**Extracted records**
— Begin —

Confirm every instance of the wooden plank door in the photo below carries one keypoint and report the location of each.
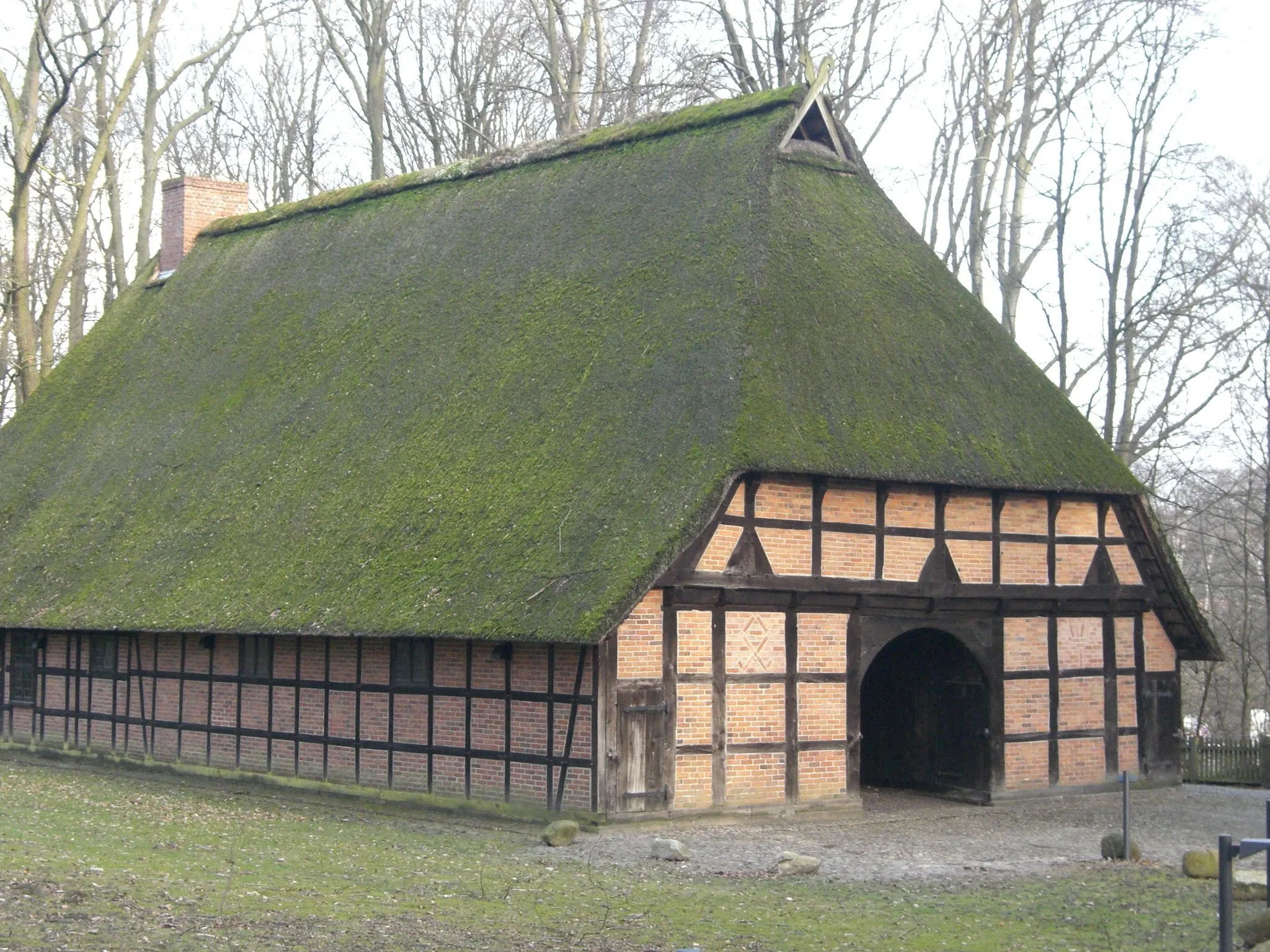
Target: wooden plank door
(642, 736)
(1161, 726)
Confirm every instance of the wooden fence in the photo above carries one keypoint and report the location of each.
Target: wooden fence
(1226, 762)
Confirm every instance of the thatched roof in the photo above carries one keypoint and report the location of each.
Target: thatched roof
(498, 399)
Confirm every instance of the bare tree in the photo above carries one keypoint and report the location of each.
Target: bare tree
(55, 59)
(159, 127)
(360, 41)
(1014, 70)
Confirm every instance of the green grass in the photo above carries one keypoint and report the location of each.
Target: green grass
(95, 858)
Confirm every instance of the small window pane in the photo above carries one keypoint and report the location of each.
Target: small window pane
(22, 669)
(255, 656)
(412, 663)
(103, 654)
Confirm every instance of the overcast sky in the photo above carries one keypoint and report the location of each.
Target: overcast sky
(1231, 77)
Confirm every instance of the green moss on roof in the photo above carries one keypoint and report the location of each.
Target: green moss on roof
(499, 404)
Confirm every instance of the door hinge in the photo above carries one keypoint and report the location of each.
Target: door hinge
(646, 708)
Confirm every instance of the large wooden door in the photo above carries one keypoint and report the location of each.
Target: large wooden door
(642, 736)
(961, 756)
(1161, 724)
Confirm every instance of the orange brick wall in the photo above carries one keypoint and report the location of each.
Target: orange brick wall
(1128, 746)
(694, 714)
(968, 512)
(1124, 643)
(1081, 760)
(1126, 702)
(905, 558)
(756, 643)
(1126, 569)
(850, 505)
(719, 550)
(973, 560)
(1080, 703)
(911, 508)
(1157, 649)
(1080, 643)
(822, 643)
(1026, 764)
(695, 653)
(788, 550)
(756, 714)
(848, 555)
(1072, 564)
(1026, 646)
(781, 499)
(822, 775)
(1028, 514)
(1077, 517)
(1026, 706)
(1113, 526)
(1024, 564)
(693, 781)
(756, 778)
(822, 712)
(639, 640)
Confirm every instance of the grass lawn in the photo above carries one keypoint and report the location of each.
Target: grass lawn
(99, 858)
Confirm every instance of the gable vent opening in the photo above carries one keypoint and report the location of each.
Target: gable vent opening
(815, 131)
(814, 128)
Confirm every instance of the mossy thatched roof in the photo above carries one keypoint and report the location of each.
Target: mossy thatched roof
(498, 399)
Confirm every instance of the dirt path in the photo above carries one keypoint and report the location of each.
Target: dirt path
(906, 835)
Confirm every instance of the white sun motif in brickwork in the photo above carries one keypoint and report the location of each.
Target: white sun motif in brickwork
(757, 649)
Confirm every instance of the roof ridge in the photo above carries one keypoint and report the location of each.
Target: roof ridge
(649, 126)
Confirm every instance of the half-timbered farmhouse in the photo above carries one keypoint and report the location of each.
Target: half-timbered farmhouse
(660, 469)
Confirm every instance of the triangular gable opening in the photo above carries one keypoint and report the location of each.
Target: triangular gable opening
(1101, 570)
(748, 558)
(814, 126)
(940, 568)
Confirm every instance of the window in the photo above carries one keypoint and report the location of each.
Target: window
(255, 656)
(103, 656)
(22, 669)
(412, 663)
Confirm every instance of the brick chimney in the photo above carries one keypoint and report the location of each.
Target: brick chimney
(189, 205)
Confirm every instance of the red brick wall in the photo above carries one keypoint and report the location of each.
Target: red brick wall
(1026, 646)
(788, 550)
(973, 560)
(1026, 706)
(784, 499)
(721, 547)
(1028, 764)
(848, 555)
(639, 640)
(850, 505)
(1081, 760)
(1080, 703)
(968, 512)
(1080, 643)
(1157, 649)
(905, 557)
(189, 205)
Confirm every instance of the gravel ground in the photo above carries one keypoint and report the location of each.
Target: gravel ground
(906, 835)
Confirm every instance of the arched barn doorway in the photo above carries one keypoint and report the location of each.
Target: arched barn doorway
(923, 715)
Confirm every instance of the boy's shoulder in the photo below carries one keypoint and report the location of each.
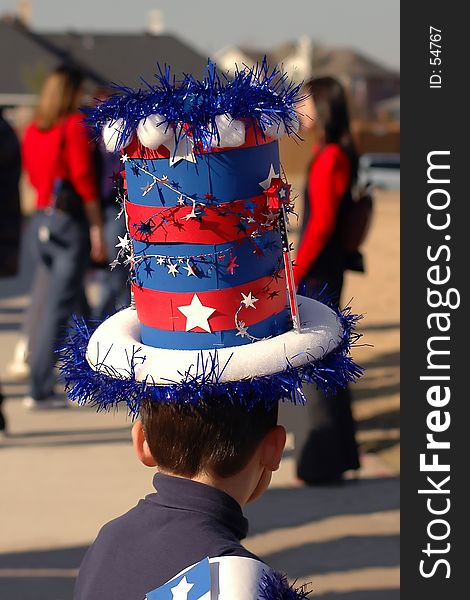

— End —

**DIRECTIVE**
Transcribe all of the lines above word for word, leaving the pictures out of your answer.

**WRITTEN SOLUTION**
Confirm every instance of the wooden plank door in the photo below carries one keypoint and report the location of each.
Target: wooden plank door
(642, 736)
(1161, 726)
Confirm every instance of the wooden fence in the photo above carries one keypoint and report the location of each.
Target: wooden fence
(1226, 762)
Confirm every instance of the thatched roof in the photo above carries one keypoint and report the location of each.
Target: thatched roof
(498, 399)
Confirm every instance of the bare tree in the photo above carries one keypoint and report the location of each.
Target: bare tree
(55, 59)
(159, 127)
(360, 41)
(1014, 70)
Confirm every instance of the green grass in the photo above carries one keypoint and report the location of each.
Target: green grass
(95, 858)
Confirm every instance of the small window pane in the photo above carries one keypoint and report the location of each.
Target: small window pane
(22, 669)
(255, 656)
(412, 663)
(103, 654)
Confirm every instance of the overcast sky in the photo above carries one keypoint and report the location of each.
Target: overcast sky
(1231, 77)
Confirm every instance of the green moss on roof in the photo above carries one keypoint and report the location of each.
Target: green moss on roof
(499, 404)
Confirm every instance of the door hinge in the photo above carries one keypoint and report the location of each.
Target: door hinge
(646, 708)
Confirm every instance of the large wooden door in the photo above carries one keypoint and report the location of each.
Target: large wooden door
(642, 736)
(961, 756)
(1161, 724)
Confirm every instance of the orange brick wall in the photo above carries one keypoint and report the location of each.
Target: orange brick wall
(1128, 746)
(694, 714)
(968, 512)
(1124, 643)
(1081, 760)
(1126, 702)
(905, 558)
(756, 643)
(1126, 569)
(850, 505)
(719, 550)
(973, 560)
(1080, 703)
(911, 508)
(1157, 649)
(1080, 643)
(822, 643)
(1026, 764)
(695, 653)
(788, 550)
(756, 714)
(848, 555)
(1072, 564)
(1026, 646)
(781, 499)
(822, 775)
(1028, 514)
(1077, 517)
(1026, 706)
(1113, 526)
(1024, 564)
(693, 781)
(756, 778)
(822, 712)
(639, 640)
Confirm every instance of the grass lawn in the photo above carries one keypoint and report the location of each.
Target: grass lawn
(99, 858)
Confirm every instance of the gable vent opening in the photo above carries one keypoint and report the location of each.
Target: gable vent opening
(815, 131)
(814, 128)
Confirm every instance of the mossy thatched roof in the photo above carries one keypoint and report the location of each.
Target: mossy thatched roof
(498, 399)
Confirm every instance of the dirt path in the photo above carries one keypoint and report the location of each.
Target: dirt path
(906, 835)
Confirm every instance of the white sun motif in brickwork in the photo above carries one keypoint and report the location of each.
Target: white sun motif in brickwork
(757, 649)
Confirm every instance of the roof ridge in the photo above carries one keypoint and report the location of each.
Target: roof ridge
(649, 126)
Confirm every instance of the half-timbered farmhouse in the photo above carries one keypoint and report the location of each.
Target: half-timbered farmhouse
(660, 469)
Confirm every instance of the triangular gable opening in the photo above carries one keypoint and report the location of each.
Target: triangular gable opening
(1101, 570)
(748, 558)
(814, 126)
(940, 568)
Confirm every instance of the window in the photo above carries one keypoint and report the location of each.
Target: window
(255, 656)
(103, 656)
(22, 669)
(412, 663)
Confirm every instance of the brick chimney in the photo above carries one keypoint and report the location of each.
Target: brick chimney
(189, 205)
Confirm every instance of the red brick wall in the photo above carries one keypoint and report the location of each.
Target: red brick wall
(1026, 646)
(788, 550)
(973, 560)
(1026, 706)
(784, 499)
(721, 547)
(1028, 764)
(848, 555)
(639, 640)
(850, 505)
(1081, 760)
(1080, 703)
(968, 512)
(1080, 643)
(1157, 649)
(905, 557)
(189, 205)
Confirm every instance of the gravel ground in the photo above carries one keypoint and report the location of each.
Target: gravel ground
(906, 835)
Confirm every instance of the arched barn doorway in the photo above carries one keypoint and report the location of each.
Target: arched barn doorway
(923, 715)
Confirm every instance of the boy's shoulder in the photo below carries one keypoint and report the location of each.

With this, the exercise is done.